EXERCISE → How many lines in the items below contain the string "hair"? Reply with the number alone.

[Entries from an annotation dataset]
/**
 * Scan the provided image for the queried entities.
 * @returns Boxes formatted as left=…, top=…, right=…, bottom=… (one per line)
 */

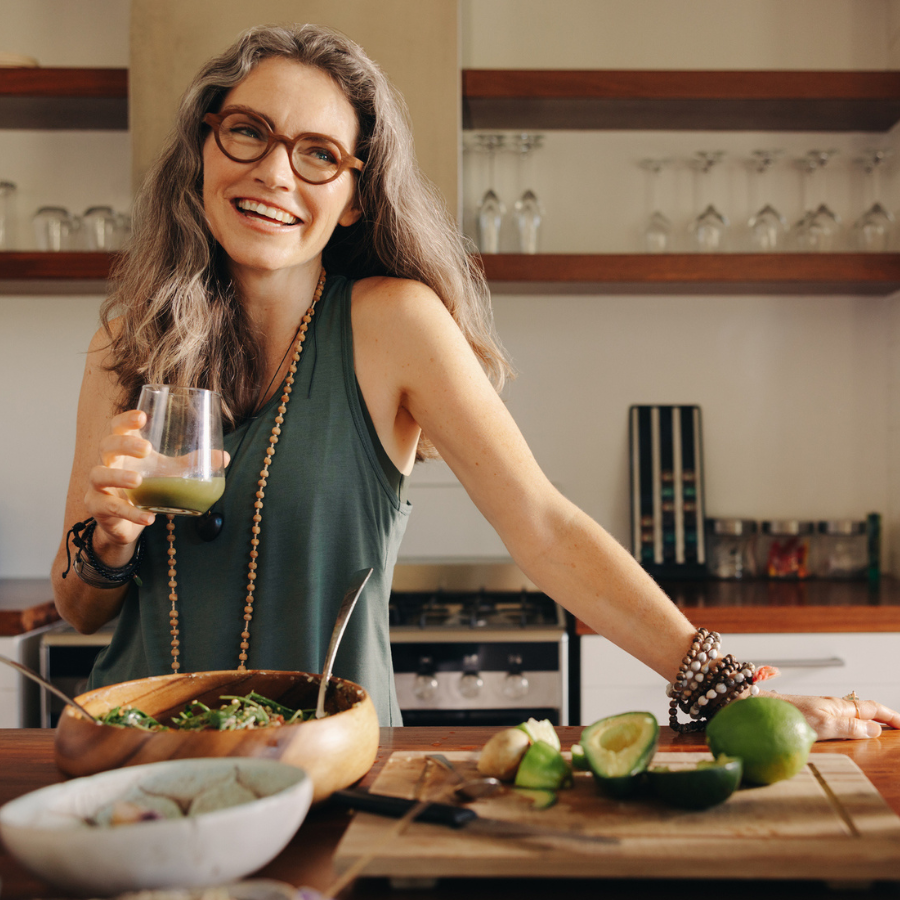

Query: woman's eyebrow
left=223, top=105, right=277, bottom=131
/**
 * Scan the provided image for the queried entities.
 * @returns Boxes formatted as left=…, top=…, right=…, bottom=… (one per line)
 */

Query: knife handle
left=331, top=790, right=478, bottom=828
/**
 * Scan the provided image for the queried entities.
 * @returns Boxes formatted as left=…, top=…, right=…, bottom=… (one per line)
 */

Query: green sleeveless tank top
left=89, top=276, right=411, bottom=726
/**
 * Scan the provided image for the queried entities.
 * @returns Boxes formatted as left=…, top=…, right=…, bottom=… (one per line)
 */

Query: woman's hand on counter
left=760, top=691, right=900, bottom=741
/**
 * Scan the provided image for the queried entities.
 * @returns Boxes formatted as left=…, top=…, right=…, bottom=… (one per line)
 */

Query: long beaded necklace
left=166, top=269, right=325, bottom=674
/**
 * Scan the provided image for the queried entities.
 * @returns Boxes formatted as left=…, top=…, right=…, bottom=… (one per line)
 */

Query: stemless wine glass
left=853, top=150, right=894, bottom=253
left=690, top=150, right=728, bottom=253
left=126, top=384, right=225, bottom=516
left=638, top=159, right=672, bottom=253
left=747, top=150, right=788, bottom=253
left=515, top=133, right=544, bottom=253
left=475, top=134, right=506, bottom=253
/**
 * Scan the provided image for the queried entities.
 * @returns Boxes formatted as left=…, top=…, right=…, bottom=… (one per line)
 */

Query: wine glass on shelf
left=853, top=150, right=894, bottom=253
left=638, top=159, right=672, bottom=253
left=475, top=134, right=506, bottom=253
left=794, top=150, right=841, bottom=253
left=689, top=150, right=728, bottom=253
left=514, top=132, right=544, bottom=253
left=747, top=150, right=788, bottom=253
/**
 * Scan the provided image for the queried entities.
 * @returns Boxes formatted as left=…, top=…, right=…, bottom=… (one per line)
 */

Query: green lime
left=706, top=697, right=816, bottom=784
left=516, top=741, right=572, bottom=791
left=647, top=756, right=743, bottom=809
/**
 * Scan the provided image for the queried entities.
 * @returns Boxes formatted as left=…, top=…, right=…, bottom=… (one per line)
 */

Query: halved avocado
left=647, top=756, right=743, bottom=809
left=581, top=712, right=659, bottom=797
left=516, top=741, right=572, bottom=791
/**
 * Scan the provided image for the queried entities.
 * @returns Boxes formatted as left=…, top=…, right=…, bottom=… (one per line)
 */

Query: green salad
left=100, top=691, right=316, bottom=731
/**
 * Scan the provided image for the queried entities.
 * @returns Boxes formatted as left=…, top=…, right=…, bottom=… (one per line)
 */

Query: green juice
left=126, top=476, right=225, bottom=516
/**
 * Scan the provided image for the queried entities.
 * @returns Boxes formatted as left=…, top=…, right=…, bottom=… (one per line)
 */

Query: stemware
left=747, top=150, right=788, bottom=253
left=853, top=150, right=894, bottom=253
left=690, top=150, right=728, bottom=253
left=0, top=181, right=16, bottom=250
left=515, top=133, right=544, bottom=253
left=638, top=159, right=672, bottom=253
left=794, top=150, right=841, bottom=253
left=126, top=384, right=225, bottom=516
left=475, top=134, right=506, bottom=253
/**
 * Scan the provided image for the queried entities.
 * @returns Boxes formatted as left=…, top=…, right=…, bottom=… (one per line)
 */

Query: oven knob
left=413, top=675, right=438, bottom=700
left=459, top=672, right=484, bottom=700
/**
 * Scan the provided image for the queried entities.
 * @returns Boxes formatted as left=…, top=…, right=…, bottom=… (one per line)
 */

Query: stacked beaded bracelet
left=62, top=518, right=147, bottom=590
left=666, top=628, right=759, bottom=734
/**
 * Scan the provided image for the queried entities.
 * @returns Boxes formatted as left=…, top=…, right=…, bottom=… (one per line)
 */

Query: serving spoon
left=316, top=569, right=374, bottom=719
left=0, top=653, right=103, bottom=725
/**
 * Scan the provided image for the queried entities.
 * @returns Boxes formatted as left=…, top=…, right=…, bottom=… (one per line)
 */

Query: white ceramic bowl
left=0, top=758, right=313, bottom=896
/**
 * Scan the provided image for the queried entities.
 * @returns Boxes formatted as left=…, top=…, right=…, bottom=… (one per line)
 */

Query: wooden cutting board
left=334, top=751, right=900, bottom=882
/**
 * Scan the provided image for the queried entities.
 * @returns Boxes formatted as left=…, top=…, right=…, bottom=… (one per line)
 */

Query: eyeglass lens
left=219, top=113, right=342, bottom=183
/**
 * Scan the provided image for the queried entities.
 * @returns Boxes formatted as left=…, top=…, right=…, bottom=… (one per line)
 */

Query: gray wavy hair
left=101, top=25, right=511, bottom=458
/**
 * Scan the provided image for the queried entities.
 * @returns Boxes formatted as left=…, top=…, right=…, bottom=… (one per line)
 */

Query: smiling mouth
left=234, top=200, right=300, bottom=225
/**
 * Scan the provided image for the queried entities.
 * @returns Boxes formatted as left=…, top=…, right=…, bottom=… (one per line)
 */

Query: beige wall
left=130, top=0, right=460, bottom=209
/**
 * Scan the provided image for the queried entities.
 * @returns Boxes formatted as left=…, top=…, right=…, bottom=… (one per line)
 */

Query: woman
left=53, top=26, right=900, bottom=738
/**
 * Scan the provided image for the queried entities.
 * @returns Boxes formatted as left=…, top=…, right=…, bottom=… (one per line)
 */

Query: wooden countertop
left=576, top=578, right=900, bottom=635
left=0, top=726, right=900, bottom=900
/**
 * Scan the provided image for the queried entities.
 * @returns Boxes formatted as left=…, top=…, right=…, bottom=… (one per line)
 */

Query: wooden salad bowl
left=55, top=670, right=378, bottom=803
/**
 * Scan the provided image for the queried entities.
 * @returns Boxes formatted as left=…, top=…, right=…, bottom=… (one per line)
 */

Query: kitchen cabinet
left=463, top=69, right=900, bottom=295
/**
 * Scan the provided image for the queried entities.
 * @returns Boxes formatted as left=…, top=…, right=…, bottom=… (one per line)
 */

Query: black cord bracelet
left=62, top=518, right=147, bottom=590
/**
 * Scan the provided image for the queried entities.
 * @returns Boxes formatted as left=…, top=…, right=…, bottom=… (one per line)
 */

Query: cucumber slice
left=516, top=741, right=572, bottom=791
left=581, top=712, right=659, bottom=790
left=647, top=756, right=743, bottom=809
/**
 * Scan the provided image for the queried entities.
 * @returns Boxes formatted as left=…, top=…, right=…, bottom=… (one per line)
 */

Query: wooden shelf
left=462, top=69, right=900, bottom=132
left=0, top=251, right=115, bottom=294
left=481, top=253, right=900, bottom=296
left=0, top=68, right=128, bottom=131
left=575, top=577, right=900, bottom=634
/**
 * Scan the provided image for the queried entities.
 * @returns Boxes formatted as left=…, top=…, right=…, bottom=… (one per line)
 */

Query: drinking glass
left=638, top=159, right=672, bottom=253
left=126, top=384, right=225, bottom=516
left=794, top=150, right=841, bottom=253
left=32, top=206, right=75, bottom=252
left=515, top=133, right=544, bottom=253
left=747, top=150, right=788, bottom=253
left=690, top=150, right=728, bottom=253
left=0, top=181, right=16, bottom=250
left=475, top=134, right=506, bottom=253
left=853, top=150, right=894, bottom=253
left=81, top=206, right=119, bottom=250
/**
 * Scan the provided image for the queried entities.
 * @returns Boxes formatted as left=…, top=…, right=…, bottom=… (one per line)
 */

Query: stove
left=390, top=563, right=568, bottom=725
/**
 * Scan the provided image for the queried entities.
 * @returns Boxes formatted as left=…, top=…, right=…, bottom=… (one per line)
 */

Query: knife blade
left=331, top=788, right=619, bottom=844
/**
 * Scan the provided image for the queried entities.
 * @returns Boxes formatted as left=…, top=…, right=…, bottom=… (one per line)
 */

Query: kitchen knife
left=331, top=789, right=619, bottom=844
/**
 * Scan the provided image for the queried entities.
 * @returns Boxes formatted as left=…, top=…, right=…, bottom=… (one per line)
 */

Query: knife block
left=629, top=406, right=707, bottom=578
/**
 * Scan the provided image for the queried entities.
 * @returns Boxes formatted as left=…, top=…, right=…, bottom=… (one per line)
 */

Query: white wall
left=0, top=0, right=900, bottom=577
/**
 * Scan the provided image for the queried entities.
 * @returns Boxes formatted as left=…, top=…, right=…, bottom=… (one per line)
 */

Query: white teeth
left=237, top=200, right=300, bottom=225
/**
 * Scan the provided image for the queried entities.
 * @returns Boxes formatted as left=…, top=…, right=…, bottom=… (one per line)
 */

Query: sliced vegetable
left=516, top=741, right=572, bottom=791
left=581, top=712, right=659, bottom=797
left=647, top=756, right=743, bottom=809
left=478, top=728, right=531, bottom=781
left=517, top=719, right=561, bottom=750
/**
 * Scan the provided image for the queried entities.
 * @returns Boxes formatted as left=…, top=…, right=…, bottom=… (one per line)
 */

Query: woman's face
left=203, top=57, right=360, bottom=281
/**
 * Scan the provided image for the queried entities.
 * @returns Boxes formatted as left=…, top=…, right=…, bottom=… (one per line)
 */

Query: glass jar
left=814, top=519, right=869, bottom=578
left=757, top=519, right=814, bottom=579
left=706, top=519, right=758, bottom=579
left=0, top=181, right=16, bottom=250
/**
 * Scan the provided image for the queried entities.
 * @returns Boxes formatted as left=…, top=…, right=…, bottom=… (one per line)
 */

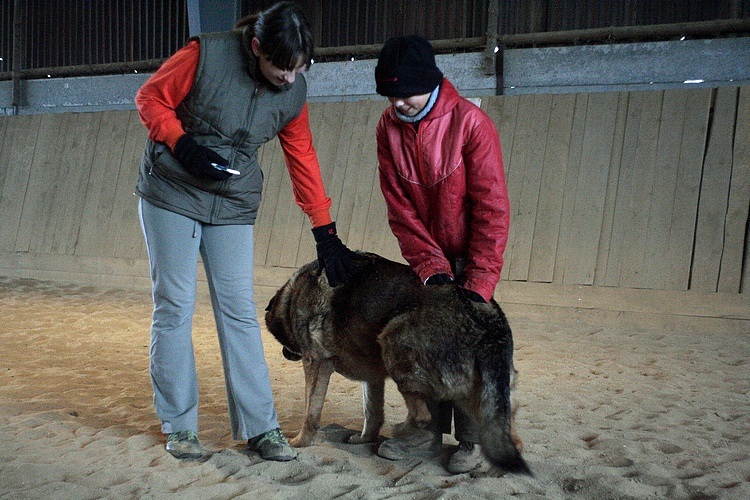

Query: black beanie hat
left=375, top=35, right=443, bottom=97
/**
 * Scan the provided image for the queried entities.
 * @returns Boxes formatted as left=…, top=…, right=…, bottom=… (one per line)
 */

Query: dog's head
left=265, top=261, right=332, bottom=361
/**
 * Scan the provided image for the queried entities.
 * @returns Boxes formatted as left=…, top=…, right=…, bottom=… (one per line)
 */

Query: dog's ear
left=312, top=260, right=323, bottom=278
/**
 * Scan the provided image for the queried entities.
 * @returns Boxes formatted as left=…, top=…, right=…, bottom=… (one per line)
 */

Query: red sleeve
left=464, top=116, right=510, bottom=300
left=135, top=40, right=200, bottom=149
left=278, top=103, right=332, bottom=227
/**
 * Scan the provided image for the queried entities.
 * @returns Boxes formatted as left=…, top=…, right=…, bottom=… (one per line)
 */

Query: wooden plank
left=74, top=111, right=129, bottom=257
left=528, top=94, right=576, bottom=283
left=507, top=94, right=552, bottom=281
left=339, top=101, right=387, bottom=258
left=51, top=113, right=102, bottom=254
left=111, top=111, right=147, bottom=259
left=613, top=92, right=663, bottom=288
left=734, top=87, right=750, bottom=294
left=565, top=92, right=618, bottom=285
left=690, top=87, right=738, bottom=292
left=0, top=115, right=42, bottom=252
left=668, top=89, right=713, bottom=290
left=718, top=87, right=750, bottom=293
left=643, top=90, right=688, bottom=289
left=503, top=94, right=534, bottom=281
left=361, top=101, right=406, bottom=263
left=336, top=102, right=375, bottom=249
left=483, top=96, right=521, bottom=281
left=31, top=113, right=73, bottom=254
left=16, top=114, right=63, bottom=253
left=553, top=94, right=589, bottom=283
left=0, top=116, right=12, bottom=189
left=594, top=92, right=630, bottom=285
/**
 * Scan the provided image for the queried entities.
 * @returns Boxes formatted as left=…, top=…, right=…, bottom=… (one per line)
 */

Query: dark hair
left=234, top=2, right=314, bottom=71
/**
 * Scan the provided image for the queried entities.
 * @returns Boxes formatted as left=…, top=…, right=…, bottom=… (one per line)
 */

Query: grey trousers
left=138, top=200, right=279, bottom=440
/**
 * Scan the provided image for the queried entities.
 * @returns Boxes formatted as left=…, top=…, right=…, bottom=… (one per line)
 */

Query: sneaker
left=166, top=431, right=211, bottom=460
left=247, top=429, right=297, bottom=462
left=378, top=429, right=443, bottom=460
left=445, top=441, right=484, bottom=474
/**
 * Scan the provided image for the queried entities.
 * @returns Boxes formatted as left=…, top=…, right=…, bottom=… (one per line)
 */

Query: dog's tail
left=476, top=332, right=533, bottom=476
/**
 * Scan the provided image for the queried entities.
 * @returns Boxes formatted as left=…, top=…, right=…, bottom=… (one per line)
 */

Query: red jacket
left=377, top=79, right=510, bottom=300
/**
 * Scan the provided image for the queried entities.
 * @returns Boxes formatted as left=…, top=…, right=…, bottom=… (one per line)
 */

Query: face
left=388, top=94, right=430, bottom=116
left=251, top=38, right=305, bottom=87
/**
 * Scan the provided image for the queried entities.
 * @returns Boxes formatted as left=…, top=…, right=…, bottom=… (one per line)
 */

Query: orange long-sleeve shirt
left=135, top=40, right=332, bottom=227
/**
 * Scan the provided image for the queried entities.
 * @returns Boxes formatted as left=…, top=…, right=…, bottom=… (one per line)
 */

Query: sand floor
left=0, top=278, right=750, bottom=500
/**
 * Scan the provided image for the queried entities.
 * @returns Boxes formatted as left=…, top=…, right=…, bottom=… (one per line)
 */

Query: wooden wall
left=0, top=87, right=750, bottom=294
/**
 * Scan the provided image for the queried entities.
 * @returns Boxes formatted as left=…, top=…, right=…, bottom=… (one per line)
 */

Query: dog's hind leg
left=289, top=358, right=334, bottom=447
left=393, top=392, right=432, bottom=439
left=349, top=379, right=385, bottom=444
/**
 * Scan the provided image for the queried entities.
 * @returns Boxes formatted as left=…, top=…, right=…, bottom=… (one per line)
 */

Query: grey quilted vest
left=136, top=32, right=307, bottom=224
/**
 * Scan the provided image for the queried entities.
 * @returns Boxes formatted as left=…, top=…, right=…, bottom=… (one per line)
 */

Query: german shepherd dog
left=265, top=253, right=531, bottom=474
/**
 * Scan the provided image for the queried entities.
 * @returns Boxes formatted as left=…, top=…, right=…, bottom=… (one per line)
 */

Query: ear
left=250, top=36, right=263, bottom=57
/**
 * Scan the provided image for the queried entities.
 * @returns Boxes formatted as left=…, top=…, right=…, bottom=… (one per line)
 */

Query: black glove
left=458, top=287, right=487, bottom=304
left=424, top=273, right=453, bottom=285
left=174, top=134, right=232, bottom=181
left=313, top=222, right=363, bottom=286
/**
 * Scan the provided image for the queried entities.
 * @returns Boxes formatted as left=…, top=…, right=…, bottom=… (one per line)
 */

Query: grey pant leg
left=201, top=225, right=279, bottom=440
left=138, top=200, right=200, bottom=434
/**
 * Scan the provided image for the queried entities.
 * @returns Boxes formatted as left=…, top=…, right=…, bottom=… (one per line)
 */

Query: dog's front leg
left=349, top=379, right=385, bottom=444
left=289, top=358, right=333, bottom=447
left=393, top=392, right=432, bottom=439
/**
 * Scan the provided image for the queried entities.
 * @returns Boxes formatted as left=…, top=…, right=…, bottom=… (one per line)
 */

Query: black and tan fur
left=266, top=254, right=530, bottom=473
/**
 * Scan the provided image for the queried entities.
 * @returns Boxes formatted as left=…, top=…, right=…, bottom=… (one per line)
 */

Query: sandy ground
left=0, top=278, right=750, bottom=500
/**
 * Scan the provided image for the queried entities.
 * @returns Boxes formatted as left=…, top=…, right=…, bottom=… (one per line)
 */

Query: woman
left=375, top=35, right=510, bottom=473
left=135, top=2, right=357, bottom=461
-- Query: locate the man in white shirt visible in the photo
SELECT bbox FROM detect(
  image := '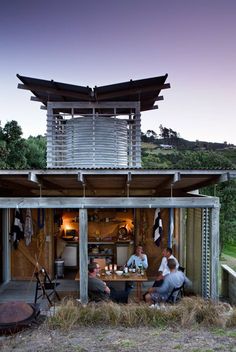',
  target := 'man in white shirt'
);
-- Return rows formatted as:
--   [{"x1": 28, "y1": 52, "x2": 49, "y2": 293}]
[
  {"x1": 145, "y1": 258, "x2": 192, "y2": 304},
  {"x1": 153, "y1": 247, "x2": 179, "y2": 287}
]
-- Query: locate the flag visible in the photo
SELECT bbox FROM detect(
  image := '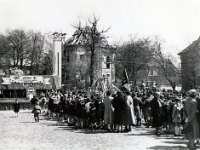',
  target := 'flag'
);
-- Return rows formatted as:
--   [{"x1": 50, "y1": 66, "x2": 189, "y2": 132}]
[
  {"x1": 122, "y1": 69, "x2": 131, "y2": 91},
  {"x1": 122, "y1": 69, "x2": 129, "y2": 85}
]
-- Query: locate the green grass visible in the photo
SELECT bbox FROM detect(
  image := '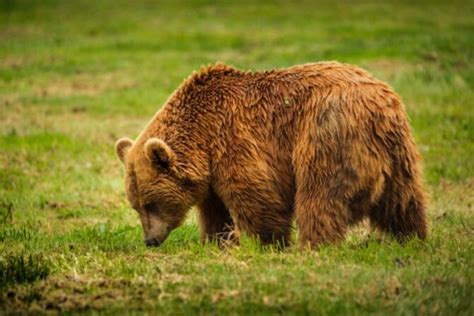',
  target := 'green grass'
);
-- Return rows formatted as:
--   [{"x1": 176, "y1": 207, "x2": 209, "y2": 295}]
[{"x1": 0, "y1": 0, "x2": 474, "y2": 315}]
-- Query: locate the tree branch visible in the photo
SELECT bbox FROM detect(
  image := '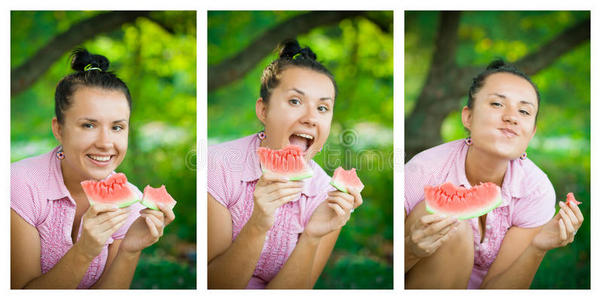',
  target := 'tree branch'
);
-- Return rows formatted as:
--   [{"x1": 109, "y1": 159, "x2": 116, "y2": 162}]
[
  {"x1": 11, "y1": 11, "x2": 148, "y2": 97},
  {"x1": 208, "y1": 11, "x2": 363, "y2": 92}
]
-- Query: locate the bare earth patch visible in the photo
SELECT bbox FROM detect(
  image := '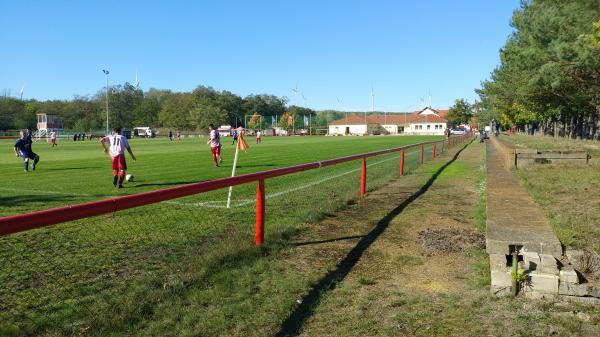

TASK SOLUTION → 2